What is being asked
Everything in the data should be repeated exactly, save for the images.

* start Input for this task *

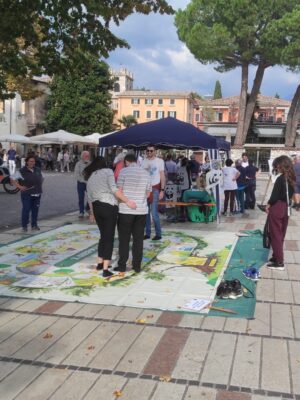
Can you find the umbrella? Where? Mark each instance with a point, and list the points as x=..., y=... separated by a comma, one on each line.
x=61, y=137
x=14, y=138
x=164, y=133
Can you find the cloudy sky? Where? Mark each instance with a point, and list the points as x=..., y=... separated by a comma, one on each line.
x=159, y=61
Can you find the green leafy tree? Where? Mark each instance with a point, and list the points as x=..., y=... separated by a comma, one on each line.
x=231, y=34
x=80, y=100
x=289, y=28
x=218, y=91
x=40, y=36
x=128, y=121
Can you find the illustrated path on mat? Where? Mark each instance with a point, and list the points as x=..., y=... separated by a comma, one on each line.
x=58, y=265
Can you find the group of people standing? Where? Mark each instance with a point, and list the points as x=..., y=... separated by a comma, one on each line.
x=239, y=184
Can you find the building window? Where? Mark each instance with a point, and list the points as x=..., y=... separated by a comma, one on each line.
x=135, y=101
x=172, y=114
x=219, y=117
x=160, y=114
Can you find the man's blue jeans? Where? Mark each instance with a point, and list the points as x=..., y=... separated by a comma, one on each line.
x=81, y=189
x=30, y=204
x=153, y=210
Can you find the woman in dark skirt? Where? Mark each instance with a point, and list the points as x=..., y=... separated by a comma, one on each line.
x=278, y=209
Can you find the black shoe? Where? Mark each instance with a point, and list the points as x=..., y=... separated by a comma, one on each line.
x=107, y=273
x=276, y=266
x=119, y=269
x=156, y=237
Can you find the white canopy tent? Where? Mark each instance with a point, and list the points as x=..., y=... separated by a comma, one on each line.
x=61, y=137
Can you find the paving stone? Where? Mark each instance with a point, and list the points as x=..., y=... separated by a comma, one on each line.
x=138, y=355
x=25, y=335
x=237, y=325
x=265, y=290
x=294, y=349
x=246, y=362
x=50, y=307
x=88, y=310
x=167, y=390
x=198, y=393
x=275, y=369
x=105, y=387
x=191, y=358
x=6, y=368
x=15, y=325
x=260, y=325
x=222, y=348
x=213, y=323
x=191, y=320
x=7, y=316
x=169, y=318
x=17, y=381
x=296, y=291
x=40, y=343
x=283, y=291
x=45, y=384
x=128, y=314
x=14, y=303
x=94, y=343
x=281, y=321
x=296, y=318
x=164, y=357
x=76, y=386
x=150, y=316
x=293, y=271
x=226, y=395
x=64, y=346
x=115, y=349
x=69, y=309
x=109, y=312
x=31, y=305
x=137, y=389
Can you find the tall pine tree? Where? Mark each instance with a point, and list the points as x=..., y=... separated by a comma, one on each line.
x=80, y=101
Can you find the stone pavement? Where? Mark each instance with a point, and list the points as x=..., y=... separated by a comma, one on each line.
x=58, y=350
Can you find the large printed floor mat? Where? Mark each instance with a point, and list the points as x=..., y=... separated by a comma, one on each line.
x=60, y=265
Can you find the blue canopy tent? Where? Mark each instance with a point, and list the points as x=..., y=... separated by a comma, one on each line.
x=163, y=133
x=166, y=133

* end Input for this task *

Output for this task
Can you find the umbrella? Where? Mark each instance with a point, and list the points as x=..., y=... separated by a comma, one on each line.
x=61, y=137
x=14, y=138
x=164, y=133
Can you find the cloudy sky? Where? Mark each instance with a point, and list the points as x=..., y=... separated by a comma, one on each line.
x=159, y=61
Can you find the green leafy tree? Where? Mark each instance with a point, and list the points as x=..., y=... separated by a comma, one on each line.
x=231, y=34
x=80, y=100
x=289, y=28
x=218, y=91
x=40, y=36
x=128, y=121
Can you find the illustrated path on mat? Where? Mark each instance with a point, and list the points as x=..., y=... separated by a comma, one on each line.
x=58, y=265
Can you find the group of people standing? Where? Mark each instance with a point, and list the points as x=..., y=... separated by a comma, one on each line.
x=239, y=184
Can you find the building window? Where? Mark each instance with a point, and list the points as x=..., y=... separated by a comma, one on each line.
x=135, y=101
x=172, y=114
x=219, y=117
x=160, y=114
Can you find the man's blue jeans? Where? Mark each instance with a point, and list the points as x=..., y=... separated by a comma, one on each line.
x=81, y=189
x=30, y=204
x=153, y=210
Can you find the woman in dark skirt? Where? Mark each instance with a point, and list the points as x=..., y=... separated by a comma, one on each line.
x=278, y=209
Can you find the black shoe? Where? Mark each instance with a point, and list the points as x=..., y=... separated by a comma, one on each line.
x=107, y=273
x=276, y=266
x=119, y=269
x=156, y=237
Can you find the white canopy tent? Where? Mark each instance with a point, and list the points as x=..., y=... separated by a comma, one on each line.
x=61, y=137
Can you find the paving stone? Where? Mark each instance with a point, and list the points as x=..., y=... separated by a comma, one on each line.
x=138, y=355
x=25, y=335
x=237, y=325
x=265, y=290
x=294, y=349
x=246, y=362
x=50, y=307
x=88, y=310
x=167, y=390
x=198, y=393
x=275, y=369
x=105, y=387
x=191, y=358
x=6, y=368
x=15, y=325
x=260, y=325
x=222, y=348
x=213, y=323
x=191, y=320
x=7, y=316
x=169, y=318
x=17, y=381
x=296, y=291
x=40, y=343
x=283, y=291
x=45, y=384
x=128, y=314
x=14, y=303
x=94, y=343
x=281, y=321
x=296, y=318
x=164, y=357
x=76, y=386
x=150, y=316
x=293, y=271
x=226, y=395
x=64, y=346
x=115, y=349
x=69, y=309
x=109, y=312
x=31, y=305
x=137, y=389
Can you find the tall pine tree? Where? Mark each instance with a point, and list the points as x=..., y=... separated by a comma, one on each line.
x=80, y=101
Can you find the stone pavement? Where? Mark each instance with a point, and list the points as x=..., y=... separated by a comma, one on each line.
x=58, y=350
Can you find the large printed floor mat? Where? Mark each instance with a point, and list the points as x=..., y=... separated by a comma, one on each line.
x=60, y=265
Can you find the blue canopy tent? Where? Mark each instance with a point, and list the points as x=..., y=... separated by a comma, one on each line.
x=163, y=133
x=166, y=133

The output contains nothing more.